■ **Work item**
Please give back only the lines below from the one containing "# put a marker on the lattice" to the one containing "Target: birdhouse front panel", each repeated word for word, both ends included.
[Provided entries]
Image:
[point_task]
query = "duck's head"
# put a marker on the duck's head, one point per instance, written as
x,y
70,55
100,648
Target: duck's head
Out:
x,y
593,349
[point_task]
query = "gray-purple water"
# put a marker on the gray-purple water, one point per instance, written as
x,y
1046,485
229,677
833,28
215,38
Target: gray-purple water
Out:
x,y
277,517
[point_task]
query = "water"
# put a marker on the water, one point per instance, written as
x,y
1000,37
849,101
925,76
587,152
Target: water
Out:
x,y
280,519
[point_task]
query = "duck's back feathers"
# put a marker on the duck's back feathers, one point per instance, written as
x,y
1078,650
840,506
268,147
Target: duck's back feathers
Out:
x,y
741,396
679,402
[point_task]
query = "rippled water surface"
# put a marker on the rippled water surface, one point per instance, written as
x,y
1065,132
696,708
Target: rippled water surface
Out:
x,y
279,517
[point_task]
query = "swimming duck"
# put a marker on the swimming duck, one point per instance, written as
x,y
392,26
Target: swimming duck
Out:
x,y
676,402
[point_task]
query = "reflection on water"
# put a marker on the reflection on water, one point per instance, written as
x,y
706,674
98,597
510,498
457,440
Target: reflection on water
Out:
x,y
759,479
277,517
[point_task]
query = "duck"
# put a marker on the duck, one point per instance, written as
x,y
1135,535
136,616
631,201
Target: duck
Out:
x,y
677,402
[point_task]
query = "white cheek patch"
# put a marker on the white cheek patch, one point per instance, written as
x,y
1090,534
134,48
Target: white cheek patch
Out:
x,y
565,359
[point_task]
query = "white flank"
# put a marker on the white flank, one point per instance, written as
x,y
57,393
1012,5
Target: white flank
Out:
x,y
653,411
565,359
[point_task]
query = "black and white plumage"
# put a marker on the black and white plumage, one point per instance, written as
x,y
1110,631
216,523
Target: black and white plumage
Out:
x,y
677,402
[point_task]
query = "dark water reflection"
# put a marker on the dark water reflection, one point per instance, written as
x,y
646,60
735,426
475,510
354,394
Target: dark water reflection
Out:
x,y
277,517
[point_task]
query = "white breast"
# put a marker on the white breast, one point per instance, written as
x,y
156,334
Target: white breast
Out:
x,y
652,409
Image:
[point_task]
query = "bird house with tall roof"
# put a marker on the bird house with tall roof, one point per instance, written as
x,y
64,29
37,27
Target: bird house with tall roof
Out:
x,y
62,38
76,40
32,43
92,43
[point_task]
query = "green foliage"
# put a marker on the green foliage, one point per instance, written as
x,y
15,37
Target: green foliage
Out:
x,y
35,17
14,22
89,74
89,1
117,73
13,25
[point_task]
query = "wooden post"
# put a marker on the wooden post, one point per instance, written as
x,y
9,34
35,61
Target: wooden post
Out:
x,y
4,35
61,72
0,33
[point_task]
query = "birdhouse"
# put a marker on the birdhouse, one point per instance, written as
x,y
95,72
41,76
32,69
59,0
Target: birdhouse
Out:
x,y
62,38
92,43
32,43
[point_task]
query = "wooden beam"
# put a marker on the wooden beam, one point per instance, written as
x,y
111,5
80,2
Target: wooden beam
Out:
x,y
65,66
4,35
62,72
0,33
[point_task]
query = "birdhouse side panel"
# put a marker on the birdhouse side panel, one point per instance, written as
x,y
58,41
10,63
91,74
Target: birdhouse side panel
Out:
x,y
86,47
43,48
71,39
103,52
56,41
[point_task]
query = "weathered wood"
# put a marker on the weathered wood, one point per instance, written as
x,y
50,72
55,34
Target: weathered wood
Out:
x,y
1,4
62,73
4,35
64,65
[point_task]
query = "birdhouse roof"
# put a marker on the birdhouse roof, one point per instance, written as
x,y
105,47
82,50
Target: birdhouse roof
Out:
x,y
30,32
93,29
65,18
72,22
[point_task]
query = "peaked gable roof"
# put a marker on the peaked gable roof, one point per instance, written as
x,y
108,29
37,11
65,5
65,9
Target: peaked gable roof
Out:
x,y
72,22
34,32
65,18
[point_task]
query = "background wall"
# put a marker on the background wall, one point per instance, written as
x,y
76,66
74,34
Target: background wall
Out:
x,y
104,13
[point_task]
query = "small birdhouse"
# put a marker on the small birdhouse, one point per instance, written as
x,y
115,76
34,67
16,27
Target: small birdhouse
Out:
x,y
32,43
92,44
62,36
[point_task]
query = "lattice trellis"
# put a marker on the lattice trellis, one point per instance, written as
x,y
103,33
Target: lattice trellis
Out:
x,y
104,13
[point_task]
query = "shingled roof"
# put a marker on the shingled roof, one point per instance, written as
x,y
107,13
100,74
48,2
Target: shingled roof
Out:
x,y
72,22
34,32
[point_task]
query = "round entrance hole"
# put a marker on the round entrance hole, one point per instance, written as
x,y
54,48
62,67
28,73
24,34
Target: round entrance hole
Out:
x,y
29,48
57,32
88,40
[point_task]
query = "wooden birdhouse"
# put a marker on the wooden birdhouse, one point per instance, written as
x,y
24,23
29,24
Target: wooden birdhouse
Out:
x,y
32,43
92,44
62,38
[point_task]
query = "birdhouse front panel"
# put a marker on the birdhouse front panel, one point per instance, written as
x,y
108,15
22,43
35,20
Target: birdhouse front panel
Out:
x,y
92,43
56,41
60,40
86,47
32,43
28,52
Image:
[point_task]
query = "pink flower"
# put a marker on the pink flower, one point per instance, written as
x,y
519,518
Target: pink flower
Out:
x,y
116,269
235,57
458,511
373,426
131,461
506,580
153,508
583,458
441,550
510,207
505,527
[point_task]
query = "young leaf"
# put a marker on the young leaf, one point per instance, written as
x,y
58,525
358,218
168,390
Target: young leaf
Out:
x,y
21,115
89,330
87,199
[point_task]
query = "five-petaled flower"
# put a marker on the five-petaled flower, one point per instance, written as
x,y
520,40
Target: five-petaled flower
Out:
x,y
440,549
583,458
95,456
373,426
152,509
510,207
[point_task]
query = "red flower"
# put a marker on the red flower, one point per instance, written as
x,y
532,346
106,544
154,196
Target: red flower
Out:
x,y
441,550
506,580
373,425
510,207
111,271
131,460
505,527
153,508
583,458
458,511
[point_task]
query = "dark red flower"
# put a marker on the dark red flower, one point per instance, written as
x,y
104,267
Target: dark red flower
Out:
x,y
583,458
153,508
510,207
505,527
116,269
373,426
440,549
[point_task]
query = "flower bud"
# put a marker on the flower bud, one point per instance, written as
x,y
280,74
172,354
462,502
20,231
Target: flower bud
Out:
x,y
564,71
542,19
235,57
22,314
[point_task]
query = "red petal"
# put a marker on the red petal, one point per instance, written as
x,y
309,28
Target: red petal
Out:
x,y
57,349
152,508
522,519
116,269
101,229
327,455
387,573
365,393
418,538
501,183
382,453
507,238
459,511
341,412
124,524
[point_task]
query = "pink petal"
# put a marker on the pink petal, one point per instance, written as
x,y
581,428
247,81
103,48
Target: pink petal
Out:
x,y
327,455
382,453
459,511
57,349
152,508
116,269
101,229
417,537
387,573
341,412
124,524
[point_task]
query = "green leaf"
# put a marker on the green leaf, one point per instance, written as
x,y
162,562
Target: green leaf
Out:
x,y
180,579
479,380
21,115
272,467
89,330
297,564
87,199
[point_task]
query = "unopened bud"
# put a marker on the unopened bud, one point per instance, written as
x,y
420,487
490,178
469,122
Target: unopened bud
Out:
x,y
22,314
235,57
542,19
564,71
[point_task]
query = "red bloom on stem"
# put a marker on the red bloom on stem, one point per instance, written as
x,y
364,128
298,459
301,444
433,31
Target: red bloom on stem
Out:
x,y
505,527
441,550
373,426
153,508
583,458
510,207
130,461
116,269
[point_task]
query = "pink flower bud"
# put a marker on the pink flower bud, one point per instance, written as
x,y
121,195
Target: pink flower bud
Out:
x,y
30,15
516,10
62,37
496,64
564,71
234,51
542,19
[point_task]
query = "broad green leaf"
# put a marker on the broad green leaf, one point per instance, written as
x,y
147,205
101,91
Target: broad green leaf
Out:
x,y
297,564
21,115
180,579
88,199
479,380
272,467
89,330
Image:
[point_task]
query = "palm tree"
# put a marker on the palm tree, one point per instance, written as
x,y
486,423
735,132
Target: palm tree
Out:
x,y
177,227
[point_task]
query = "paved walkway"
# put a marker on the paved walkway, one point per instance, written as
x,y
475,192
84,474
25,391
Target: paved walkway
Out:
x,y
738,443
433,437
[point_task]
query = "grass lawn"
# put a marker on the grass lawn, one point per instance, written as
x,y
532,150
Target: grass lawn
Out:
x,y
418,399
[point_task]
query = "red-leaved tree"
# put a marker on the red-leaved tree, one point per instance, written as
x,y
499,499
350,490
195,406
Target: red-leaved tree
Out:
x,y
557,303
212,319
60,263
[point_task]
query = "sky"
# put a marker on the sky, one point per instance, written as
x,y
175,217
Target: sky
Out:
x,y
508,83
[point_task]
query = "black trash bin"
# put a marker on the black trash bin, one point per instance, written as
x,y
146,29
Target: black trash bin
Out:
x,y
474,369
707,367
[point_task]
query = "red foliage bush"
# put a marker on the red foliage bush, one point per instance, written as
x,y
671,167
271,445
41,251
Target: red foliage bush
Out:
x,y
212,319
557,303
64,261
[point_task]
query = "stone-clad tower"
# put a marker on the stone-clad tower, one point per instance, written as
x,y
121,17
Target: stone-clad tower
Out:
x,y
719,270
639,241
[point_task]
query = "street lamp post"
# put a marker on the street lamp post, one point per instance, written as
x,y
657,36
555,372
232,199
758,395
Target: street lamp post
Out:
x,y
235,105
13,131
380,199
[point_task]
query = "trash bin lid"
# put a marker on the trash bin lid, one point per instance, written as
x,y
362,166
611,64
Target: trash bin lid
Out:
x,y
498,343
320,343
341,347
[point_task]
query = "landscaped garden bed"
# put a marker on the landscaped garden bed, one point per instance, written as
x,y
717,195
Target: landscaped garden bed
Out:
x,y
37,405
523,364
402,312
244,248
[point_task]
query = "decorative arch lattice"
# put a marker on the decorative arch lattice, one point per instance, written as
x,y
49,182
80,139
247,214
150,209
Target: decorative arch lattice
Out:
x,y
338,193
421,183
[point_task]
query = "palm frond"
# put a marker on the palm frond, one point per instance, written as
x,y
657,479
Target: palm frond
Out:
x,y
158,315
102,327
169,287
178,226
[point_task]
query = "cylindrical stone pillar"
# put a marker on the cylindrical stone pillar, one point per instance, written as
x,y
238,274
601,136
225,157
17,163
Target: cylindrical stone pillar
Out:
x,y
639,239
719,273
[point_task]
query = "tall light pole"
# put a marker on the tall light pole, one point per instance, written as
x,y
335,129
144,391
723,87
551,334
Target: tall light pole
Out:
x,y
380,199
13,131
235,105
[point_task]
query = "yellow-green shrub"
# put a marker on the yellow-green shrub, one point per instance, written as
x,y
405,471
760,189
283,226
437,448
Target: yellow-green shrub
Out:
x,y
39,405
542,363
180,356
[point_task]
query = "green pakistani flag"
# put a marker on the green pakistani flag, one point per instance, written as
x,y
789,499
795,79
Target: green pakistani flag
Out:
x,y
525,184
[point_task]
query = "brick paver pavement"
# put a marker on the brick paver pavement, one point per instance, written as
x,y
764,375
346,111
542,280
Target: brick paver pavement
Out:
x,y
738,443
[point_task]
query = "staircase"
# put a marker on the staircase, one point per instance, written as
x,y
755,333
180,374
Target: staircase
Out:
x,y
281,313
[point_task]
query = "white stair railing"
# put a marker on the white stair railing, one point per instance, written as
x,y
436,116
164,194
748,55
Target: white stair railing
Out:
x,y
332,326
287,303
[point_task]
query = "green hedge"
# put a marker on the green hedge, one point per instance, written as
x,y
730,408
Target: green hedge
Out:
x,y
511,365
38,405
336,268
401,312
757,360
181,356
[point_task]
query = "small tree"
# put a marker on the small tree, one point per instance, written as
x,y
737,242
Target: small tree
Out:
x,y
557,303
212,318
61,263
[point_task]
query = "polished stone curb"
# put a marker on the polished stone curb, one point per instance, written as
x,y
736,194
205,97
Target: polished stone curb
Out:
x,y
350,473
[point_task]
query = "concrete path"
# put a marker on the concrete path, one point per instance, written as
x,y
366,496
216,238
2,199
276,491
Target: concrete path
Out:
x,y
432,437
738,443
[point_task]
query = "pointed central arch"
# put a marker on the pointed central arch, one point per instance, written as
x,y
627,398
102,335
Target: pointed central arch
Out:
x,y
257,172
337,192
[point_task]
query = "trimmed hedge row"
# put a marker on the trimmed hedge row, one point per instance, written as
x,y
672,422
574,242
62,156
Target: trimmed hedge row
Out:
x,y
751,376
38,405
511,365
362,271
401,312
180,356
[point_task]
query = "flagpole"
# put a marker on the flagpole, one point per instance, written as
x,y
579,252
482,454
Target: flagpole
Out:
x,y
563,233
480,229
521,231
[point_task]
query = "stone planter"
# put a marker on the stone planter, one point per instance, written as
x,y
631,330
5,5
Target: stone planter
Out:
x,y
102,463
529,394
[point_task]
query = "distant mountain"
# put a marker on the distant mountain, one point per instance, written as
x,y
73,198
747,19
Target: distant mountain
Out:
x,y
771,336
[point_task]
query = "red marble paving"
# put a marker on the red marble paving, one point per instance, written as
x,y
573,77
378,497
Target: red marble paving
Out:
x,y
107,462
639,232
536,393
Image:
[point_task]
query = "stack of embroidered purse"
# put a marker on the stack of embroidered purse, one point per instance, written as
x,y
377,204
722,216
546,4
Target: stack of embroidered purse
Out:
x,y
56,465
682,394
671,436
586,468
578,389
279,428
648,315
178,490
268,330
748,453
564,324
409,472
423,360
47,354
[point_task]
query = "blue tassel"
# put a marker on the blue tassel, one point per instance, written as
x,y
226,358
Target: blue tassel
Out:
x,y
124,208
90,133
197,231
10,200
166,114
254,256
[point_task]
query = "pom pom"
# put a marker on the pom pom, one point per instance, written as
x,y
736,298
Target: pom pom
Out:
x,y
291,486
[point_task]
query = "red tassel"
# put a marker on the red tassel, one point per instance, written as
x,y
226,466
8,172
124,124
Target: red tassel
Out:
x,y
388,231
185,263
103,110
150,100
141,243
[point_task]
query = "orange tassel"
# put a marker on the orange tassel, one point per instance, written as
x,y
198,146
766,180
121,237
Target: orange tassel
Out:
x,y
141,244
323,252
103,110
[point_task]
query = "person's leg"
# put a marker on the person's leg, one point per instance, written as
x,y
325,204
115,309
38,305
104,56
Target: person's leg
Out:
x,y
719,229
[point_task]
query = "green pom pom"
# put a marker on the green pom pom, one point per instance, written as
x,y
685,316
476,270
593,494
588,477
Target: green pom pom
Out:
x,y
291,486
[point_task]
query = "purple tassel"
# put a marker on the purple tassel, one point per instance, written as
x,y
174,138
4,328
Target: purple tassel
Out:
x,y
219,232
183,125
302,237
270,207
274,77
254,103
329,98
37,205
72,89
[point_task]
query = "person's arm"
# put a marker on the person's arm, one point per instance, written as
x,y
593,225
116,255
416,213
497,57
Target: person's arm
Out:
[/Provided entries]
■ **Exercise solution**
# put a marker on the lattice trellis, one point per instance, written as
x,y
103,33
Target: lattice trellis
Out:
x,y
104,13
[point_task]
query = "shingled roof"
# put a marker on the shingled roof, one point per instance, written as
x,y
107,13
100,74
48,2
Target: shingled roof
Out:
x,y
72,22
34,32
[point_task]
query = "round entrance hole"
# put a marker on the round entrance hole, one point per instance, written as
x,y
54,48
62,67
28,73
24,34
Target: round entrance hole
Out:
x,y
29,48
57,32
88,40
[point_task]
query = "wooden birdhouse"
# put a marker on the wooden birdhouse, one point per instance, written as
x,y
24,23
29,24
Target: wooden birdhouse
Out:
x,y
32,43
92,44
62,38
[point_task]
query = "birdhouse front panel"
# put a marker on the birdhouse front panel, one point per instance, written as
x,y
108,15
22,43
35,20
Target: birdhouse front panel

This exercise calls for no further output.